— WHAT IS EXPECTED —
What follows are records. Restate all of them word for word.

— TASK INPUT —
--

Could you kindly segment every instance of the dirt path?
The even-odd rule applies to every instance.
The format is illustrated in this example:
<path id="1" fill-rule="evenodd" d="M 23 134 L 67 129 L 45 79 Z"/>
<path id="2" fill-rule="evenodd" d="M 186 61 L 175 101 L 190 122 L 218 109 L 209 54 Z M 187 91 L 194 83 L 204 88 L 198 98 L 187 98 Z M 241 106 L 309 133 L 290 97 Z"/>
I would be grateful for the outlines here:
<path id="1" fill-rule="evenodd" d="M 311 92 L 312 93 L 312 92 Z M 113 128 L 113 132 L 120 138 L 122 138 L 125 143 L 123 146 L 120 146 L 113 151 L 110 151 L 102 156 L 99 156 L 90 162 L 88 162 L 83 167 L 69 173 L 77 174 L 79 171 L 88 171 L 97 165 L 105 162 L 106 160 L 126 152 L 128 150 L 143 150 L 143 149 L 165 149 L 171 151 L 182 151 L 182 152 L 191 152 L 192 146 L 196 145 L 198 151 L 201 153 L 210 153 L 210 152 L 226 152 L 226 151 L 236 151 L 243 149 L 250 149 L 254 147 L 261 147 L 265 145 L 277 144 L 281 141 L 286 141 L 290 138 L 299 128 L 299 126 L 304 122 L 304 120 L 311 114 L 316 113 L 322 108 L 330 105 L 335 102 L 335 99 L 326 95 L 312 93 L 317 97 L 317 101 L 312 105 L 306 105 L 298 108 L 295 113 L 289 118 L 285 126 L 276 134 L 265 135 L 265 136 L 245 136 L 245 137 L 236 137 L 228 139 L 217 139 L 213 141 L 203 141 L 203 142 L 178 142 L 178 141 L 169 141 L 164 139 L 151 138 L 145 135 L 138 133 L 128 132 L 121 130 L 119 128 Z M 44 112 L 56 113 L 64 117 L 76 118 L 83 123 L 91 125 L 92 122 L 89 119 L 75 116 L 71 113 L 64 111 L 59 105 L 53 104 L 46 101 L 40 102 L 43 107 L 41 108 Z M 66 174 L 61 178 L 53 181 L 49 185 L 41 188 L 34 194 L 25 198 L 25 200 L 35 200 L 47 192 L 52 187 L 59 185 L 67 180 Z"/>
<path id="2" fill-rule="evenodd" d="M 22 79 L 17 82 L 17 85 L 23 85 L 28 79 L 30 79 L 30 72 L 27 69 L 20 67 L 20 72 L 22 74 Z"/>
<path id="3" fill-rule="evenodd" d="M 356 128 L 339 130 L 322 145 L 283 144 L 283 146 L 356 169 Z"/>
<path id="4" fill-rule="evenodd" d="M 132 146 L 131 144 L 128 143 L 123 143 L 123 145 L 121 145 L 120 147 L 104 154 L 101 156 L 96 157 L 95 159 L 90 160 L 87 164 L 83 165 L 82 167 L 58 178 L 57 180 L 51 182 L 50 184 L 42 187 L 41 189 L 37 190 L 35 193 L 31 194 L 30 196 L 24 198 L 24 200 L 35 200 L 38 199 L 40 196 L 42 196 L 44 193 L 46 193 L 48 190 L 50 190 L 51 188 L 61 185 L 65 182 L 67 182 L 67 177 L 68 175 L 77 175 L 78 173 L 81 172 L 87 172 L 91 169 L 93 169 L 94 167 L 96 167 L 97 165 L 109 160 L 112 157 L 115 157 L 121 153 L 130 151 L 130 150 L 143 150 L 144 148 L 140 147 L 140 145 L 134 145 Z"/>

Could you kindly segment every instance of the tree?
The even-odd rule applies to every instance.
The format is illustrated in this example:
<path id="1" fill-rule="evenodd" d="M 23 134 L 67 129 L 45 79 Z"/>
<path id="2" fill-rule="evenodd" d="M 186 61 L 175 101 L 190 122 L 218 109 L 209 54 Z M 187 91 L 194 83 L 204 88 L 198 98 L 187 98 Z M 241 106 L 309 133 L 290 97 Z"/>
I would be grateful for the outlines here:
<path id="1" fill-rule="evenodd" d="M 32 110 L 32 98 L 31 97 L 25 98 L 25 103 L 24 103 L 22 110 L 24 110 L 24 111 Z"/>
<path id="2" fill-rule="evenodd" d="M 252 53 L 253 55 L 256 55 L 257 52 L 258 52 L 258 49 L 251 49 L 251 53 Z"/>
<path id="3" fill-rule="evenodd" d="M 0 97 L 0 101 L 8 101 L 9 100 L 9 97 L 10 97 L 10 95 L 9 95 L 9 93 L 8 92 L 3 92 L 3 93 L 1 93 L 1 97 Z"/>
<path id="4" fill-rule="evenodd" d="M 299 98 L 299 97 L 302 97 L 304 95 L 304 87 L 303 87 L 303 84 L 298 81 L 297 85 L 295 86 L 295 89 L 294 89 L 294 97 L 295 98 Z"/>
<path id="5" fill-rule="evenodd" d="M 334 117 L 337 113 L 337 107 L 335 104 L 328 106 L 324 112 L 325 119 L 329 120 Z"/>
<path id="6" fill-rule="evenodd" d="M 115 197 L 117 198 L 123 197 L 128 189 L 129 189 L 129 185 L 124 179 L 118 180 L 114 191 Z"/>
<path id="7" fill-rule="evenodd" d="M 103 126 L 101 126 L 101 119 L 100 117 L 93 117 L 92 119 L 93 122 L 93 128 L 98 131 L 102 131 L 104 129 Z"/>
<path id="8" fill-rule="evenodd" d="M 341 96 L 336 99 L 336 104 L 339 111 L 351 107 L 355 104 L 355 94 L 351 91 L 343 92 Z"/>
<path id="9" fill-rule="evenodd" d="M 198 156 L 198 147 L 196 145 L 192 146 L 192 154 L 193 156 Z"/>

--

— PROBLEM SOLUTION —
Could you kindly segment every instance of the dirt path?
The even-odd rule applies to every instance.
The format is illustrated in this example:
<path id="1" fill-rule="evenodd" d="M 23 134 L 67 129 L 45 79 Z"/>
<path id="2" fill-rule="evenodd" d="M 186 61 L 175 101 L 190 122 L 218 109 L 209 54 Z M 187 91 L 194 83 L 204 88 L 198 98 L 187 98 Z M 241 106 L 309 133 L 290 97 Z"/>
I would be grateful for the outlines here:
<path id="1" fill-rule="evenodd" d="M 311 92 L 312 93 L 312 92 Z M 113 128 L 113 132 L 120 138 L 122 138 L 125 143 L 123 146 L 120 146 L 113 151 L 110 151 L 102 156 L 99 156 L 90 162 L 88 162 L 83 167 L 69 173 L 77 174 L 79 171 L 88 171 L 97 165 L 105 162 L 106 160 L 126 152 L 128 150 L 143 150 L 143 149 L 165 149 L 171 151 L 182 151 L 182 152 L 191 152 L 192 146 L 196 145 L 198 151 L 201 153 L 210 153 L 210 152 L 226 152 L 226 151 L 236 151 L 243 149 L 250 149 L 254 147 L 261 147 L 265 145 L 277 144 L 281 141 L 286 141 L 290 138 L 299 128 L 299 126 L 304 122 L 304 120 L 311 114 L 316 113 L 322 108 L 330 105 L 335 102 L 335 99 L 326 95 L 312 93 L 317 97 L 317 101 L 312 105 L 306 105 L 298 108 L 295 113 L 289 118 L 285 126 L 276 134 L 265 135 L 265 136 L 245 136 L 245 137 L 236 137 L 228 139 L 217 139 L 213 141 L 203 141 L 203 142 L 178 142 L 178 141 L 169 141 L 164 139 L 151 138 L 145 135 L 138 133 L 128 132 L 121 130 L 119 128 Z M 44 112 L 56 113 L 64 117 L 76 118 L 83 123 L 91 125 L 92 122 L 89 119 L 75 116 L 71 113 L 64 111 L 59 105 L 53 104 L 46 101 L 40 102 L 43 107 L 41 108 Z M 66 174 L 61 178 L 53 181 L 49 185 L 41 188 L 34 194 L 25 198 L 25 200 L 35 200 L 47 192 L 52 187 L 59 185 L 67 180 Z"/>
<path id="2" fill-rule="evenodd" d="M 22 79 L 17 82 L 17 85 L 23 85 L 28 79 L 30 79 L 30 72 L 27 69 L 20 67 L 20 72 L 22 74 Z"/>
<path id="3" fill-rule="evenodd" d="M 356 128 L 339 130 L 322 145 L 283 144 L 283 146 L 356 169 Z"/>
<path id="4" fill-rule="evenodd" d="M 132 146 L 131 144 L 128 143 L 123 143 L 123 145 L 121 145 L 120 147 L 104 154 L 101 156 L 96 157 L 95 159 L 90 160 L 87 164 L 83 165 L 82 167 L 58 178 L 57 180 L 51 182 L 50 184 L 42 187 L 41 189 L 37 190 L 35 193 L 31 194 L 30 196 L 24 198 L 24 200 L 35 200 L 38 199 L 40 196 L 42 196 L 44 193 L 46 193 L 48 190 L 50 190 L 51 188 L 61 185 L 65 182 L 67 182 L 67 177 L 68 175 L 77 175 L 78 173 L 81 172 L 87 172 L 91 169 L 93 169 L 94 167 L 96 167 L 97 165 L 109 160 L 112 157 L 115 157 L 121 153 L 130 151 L 130 150 L 143 150 L 144 148 L 140 147 L 140 145 L 134 145 Z"/>

Could you kindly segment every instance of the tree?
The even-odd rule applies to every instance.
The format is illustrated in this example:
<path id="1" fill-rule="evenodd" d="M 23 134 L 67 129 L 45 79 Z"/>
<path id="2" fill-rule="evenodd" d="M 186 61 L 175 101 L 190 122 L 218 109 L 209 54 Z M 187 91 L 194 83 L 204 88 L 198 98 L 187 98 Z M 241 106 L 309 133 L 290 97 Z"/>
I would be grateful for the outlines here:
<path id="1" fill-rule="evenodd" d="M 32 110 L 32 98 L 31 97 L 25 98 L 25 103 L 24 103 L 22 110 L 24 110 L 24 111 Z"/>
<path id="2" fill-rule="evenodd" d="M 252 53 L 253 55 L 256 55 L 257 52 L 258 52 L 258 49 L 251 49 L 251 53 Z"/>
<path id="3" fill-rule="evenodd" d="M 0 97 L 0 101 L 8 101 L 9 100 L 9 97 L 10 97 L 10 95 L 9 95 L 9 93 L 8 92 L 3 92 L 3 93 L 1 93 L 1 97 Z"/>
<path id="4" fill-rule="evenodd" d="M 299 98 L 299 97 L 302 97 L 304 95 L 304 87 L 303 87 L 303 84 L 298 81 L 297 85 L 295 86 L 295 89 L 294 89 L 294 97 L 295 98 Z"/>
<path id="5" fill-rule="evenodd" d="M 334 117 L 337 113 L 337 107 L 335 104 L 328 106 L 324 112 L 325 119 L 329 120 Z"/>
<path id="6" fill-rule="evenodd" d="M 115 197 L 117 198 L 123 197 L 128 189 L 129 189 L 129 185 L 124 179 L 118 180 L 114 191 Z"/>
<path id="7" fill-rule="evenodd" d="M 103 126 L 101 126 L 101 119 L 100 117 L 93 117 L 92 119 L 93 122 L 93 128 L 98 131 L 102 131 L 104 129 Z"/>
<path id="8" fill-rule="evenodd" d="M 341 96 L 336 99 L 336 104 L 339 111 L 351 107 L 355 104 L 355 94 L 351 91 L 343 92 Z"/>
<path id="9" fill-rule="evenodd" d="M 198 156 L 198 147 L 196 145 L 192 146 L 192 154 L 193 156 Z"/>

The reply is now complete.